[Activity]: For the entries below, say how many lines hold the word "fireplace", with the number as the only reply.

[Provided information]:

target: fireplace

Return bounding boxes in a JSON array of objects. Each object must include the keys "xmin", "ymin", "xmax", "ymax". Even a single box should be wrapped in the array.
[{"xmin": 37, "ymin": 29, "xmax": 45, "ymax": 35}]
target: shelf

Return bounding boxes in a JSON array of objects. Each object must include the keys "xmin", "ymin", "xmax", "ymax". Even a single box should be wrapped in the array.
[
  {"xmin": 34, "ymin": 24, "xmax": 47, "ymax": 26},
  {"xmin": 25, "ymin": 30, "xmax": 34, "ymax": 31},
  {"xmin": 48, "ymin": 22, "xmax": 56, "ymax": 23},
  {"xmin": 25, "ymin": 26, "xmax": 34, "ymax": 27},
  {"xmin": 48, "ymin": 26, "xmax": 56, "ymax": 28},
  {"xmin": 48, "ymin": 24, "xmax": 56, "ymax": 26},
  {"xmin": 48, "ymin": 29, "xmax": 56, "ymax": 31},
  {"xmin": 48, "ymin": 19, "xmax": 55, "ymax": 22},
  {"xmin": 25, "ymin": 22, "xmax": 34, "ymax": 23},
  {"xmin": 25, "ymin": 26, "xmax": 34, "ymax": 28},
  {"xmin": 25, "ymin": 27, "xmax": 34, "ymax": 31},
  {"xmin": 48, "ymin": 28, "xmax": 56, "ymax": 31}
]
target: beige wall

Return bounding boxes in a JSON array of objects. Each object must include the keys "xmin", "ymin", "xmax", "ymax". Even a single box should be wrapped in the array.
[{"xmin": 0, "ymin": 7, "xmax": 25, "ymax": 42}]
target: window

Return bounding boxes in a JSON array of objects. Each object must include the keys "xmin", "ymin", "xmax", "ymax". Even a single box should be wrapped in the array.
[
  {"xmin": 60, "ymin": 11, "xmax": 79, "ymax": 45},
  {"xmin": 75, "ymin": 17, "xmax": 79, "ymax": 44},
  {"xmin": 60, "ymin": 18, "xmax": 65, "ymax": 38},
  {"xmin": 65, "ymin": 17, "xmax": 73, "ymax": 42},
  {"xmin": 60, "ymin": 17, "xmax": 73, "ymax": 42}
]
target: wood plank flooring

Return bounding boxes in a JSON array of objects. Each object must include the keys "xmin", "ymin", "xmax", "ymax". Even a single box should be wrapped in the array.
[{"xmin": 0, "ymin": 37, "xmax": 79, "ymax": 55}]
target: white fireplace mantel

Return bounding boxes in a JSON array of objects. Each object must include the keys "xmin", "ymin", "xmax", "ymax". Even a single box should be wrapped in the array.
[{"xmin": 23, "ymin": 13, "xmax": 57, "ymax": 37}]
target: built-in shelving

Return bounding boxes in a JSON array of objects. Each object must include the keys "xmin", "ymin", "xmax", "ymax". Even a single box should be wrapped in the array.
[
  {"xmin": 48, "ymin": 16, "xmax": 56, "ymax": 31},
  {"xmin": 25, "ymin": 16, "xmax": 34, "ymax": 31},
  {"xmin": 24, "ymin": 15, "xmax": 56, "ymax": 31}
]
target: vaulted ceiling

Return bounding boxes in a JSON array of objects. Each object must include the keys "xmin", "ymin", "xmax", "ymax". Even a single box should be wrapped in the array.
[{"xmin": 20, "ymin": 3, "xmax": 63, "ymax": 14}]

[Solution to the exercise]: 2